AIM:
Put every line of the listing below into a numbered list, leaving out any blank lines.

***** INPUT ROWS *****

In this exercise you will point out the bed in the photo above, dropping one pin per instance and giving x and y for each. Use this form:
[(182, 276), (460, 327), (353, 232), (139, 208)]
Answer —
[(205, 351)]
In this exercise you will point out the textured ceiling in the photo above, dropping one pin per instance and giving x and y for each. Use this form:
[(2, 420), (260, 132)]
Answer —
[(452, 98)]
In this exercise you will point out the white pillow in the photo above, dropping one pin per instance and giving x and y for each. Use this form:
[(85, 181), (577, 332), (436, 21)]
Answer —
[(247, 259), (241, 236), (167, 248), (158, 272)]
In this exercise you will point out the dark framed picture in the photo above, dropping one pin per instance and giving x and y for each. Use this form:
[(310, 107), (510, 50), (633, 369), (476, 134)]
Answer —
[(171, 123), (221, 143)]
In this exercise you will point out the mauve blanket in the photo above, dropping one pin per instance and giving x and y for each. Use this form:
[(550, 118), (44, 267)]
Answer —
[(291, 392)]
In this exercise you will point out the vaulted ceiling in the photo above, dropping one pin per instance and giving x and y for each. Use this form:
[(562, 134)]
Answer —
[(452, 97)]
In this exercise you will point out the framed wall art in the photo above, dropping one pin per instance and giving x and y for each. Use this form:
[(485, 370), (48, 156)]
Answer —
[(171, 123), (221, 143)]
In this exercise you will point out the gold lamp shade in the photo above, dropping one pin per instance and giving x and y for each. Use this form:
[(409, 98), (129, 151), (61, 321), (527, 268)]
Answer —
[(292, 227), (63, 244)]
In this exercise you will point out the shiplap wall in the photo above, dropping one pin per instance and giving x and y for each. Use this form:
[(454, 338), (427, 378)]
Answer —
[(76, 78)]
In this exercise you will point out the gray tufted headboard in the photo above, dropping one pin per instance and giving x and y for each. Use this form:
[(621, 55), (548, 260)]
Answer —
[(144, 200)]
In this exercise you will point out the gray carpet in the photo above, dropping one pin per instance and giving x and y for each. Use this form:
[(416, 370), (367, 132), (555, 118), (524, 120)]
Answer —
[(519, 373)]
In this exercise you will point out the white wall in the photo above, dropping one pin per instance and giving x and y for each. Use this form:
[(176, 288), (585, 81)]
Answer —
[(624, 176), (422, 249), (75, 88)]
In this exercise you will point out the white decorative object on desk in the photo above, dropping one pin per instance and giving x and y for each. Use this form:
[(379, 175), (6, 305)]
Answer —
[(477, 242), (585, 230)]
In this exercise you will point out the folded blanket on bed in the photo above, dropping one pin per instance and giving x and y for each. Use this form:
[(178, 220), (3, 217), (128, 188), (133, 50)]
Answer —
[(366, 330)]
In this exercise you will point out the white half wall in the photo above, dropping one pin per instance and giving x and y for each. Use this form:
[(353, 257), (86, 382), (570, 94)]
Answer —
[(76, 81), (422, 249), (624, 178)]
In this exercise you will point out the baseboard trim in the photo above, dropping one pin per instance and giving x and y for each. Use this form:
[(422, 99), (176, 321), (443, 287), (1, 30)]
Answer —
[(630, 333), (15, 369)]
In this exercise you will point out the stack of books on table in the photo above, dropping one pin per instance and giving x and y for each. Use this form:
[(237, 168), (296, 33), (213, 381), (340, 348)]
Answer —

*****

EXERCISE RESPONSE:
1. In this exercise you will point out the bed in the photo above, dropping one pin per instance and giving x and y for each. Use this form:
2. [(182, 276), (460, 327), (353, 232), (139, 208)]
3. Answer —
4. [(205, 351)]
5. In this exercise you will point out the textured ceiling in the photo above, dropping one pin per instance and giving x and y for each. Use this form:
6. [(2, 420), (260, 132)]
7. Answer —
8. [(452, 98)]
9. In this exercise you will point out the white pillow in the photo above, dropping one pin per instance and giving x and y for each. Use this form:
10. [(85, 181), (577, 332), (436, 21)]
11. Answer —
12. [(247, 259), (241, 236), (167, 248), (158, 272)]
13. In this exercise you will point out the dark framed picture in the photo above, dropping one pin per instance and giving x and y for each. Use this form:
14. [(310, 107), (510, 50), (633, 369), (476, 134)]
15. Answer —
16. [(171, 123), (221, 143)]
17. In this exercise you will point out the mauve blanket in the photo above, dropping one pin per instance and giving x and y for each. Use this form:
18. [(550, 118), (44, 267)]
19. Answer —
20. [(291, 392)]
21. In this exercise you will point out the vaulted ceiling in the photo above, dropping one pin per instance and giving x and y for each. Use this form:
22. [(562, 134)]
23. Answer —
24. [(452, 97)]
25. In this exercise you will point out the framed wall art in the photo above, dropping one pin per instance and giving x and y for each. Use this form:
26. [(485, 370), (48, 156)]
27. Answer —
28. [(171, 123), (221, 143)]
29. In this exercise you will point out the gold lamp shade in the photo above, dropping one pin per instance and giving x and y for each. Use this form:
30. [(409, 98), (129, 151), (61, 321), (527, 268)]
31. Answer —
32. [(292, 227), (63, 244)]
33. In this exercise you will point out the shiplap wall in the photo above, dropping one pin per instance and giving x and y for each. Use this form:
34. [(454, 338), (427, 378)]
35. Answer —
36. [(76, 78)]
37. In this exercise you will point out the gray tufted headboard in the photo above, dropping one pin per instance and giving x and y for each. Use this form:
38. [(621, 55), (548, 260)]
39. Answer —
40. [(144, 200)]
41. In this exercise you will point out the gray carpet in the photo above, dropping one pin per instance and giving x and y for each. Use this form:
42. [(416, 370), (367, 132), (555, 118), (524, 120)]
43. Answer —
44. [(519, 373)]
45. In this exercise you will point out the white wall in the photo above, dropping one pin per instance and giving x and y for each. Use this form:
46. [(176, 288), (585, 81)]
47. Answer —
48. [(624, 176), (422, 249), (75, 88)]
49. In this exercise you will point out the white decorative object on desk in the photo above, dropping one pin per instance and giving x and y for each. Use this form:
50. [(379, 175), (6, 305)]
51. Answer —
52. [(477, 242), (585, 230)]
53. In this exercise you will point out the folded blanket on bed in the photo above, dropping one pin per instance and giving x and y for each. Use this form:
54. [(178, 220), (3, 217), (128, 188), (133, 50)]
55. Answer —
56. [(366, 330)]
57. In this exercise you will point out the white half wall in the photo above, dropping one pin per instance and giving x and y for each. Use this form:
58. [(353, 257), (86, 382), (570, 94)]
59. Answer —
60. [(76, 81), (422, 249), (624, 178)]
61. In this exercise you will point out the baseboard trim in the photo above, dropping one pin per instance and giving x and y for each. Use this form:
62. [(422, 99), (176, 321), (443, 287), (1, 30)]
63. Answer —
64. [(630, 333), (15, 369)]
65. In this exercise you will point out the stack of books on table in the photo above, dropping one pin per instance and giving x and y for each. Use this form:
66. [(237, 168), (296, 33), (213, 381), (340, 348)]
67. Answer —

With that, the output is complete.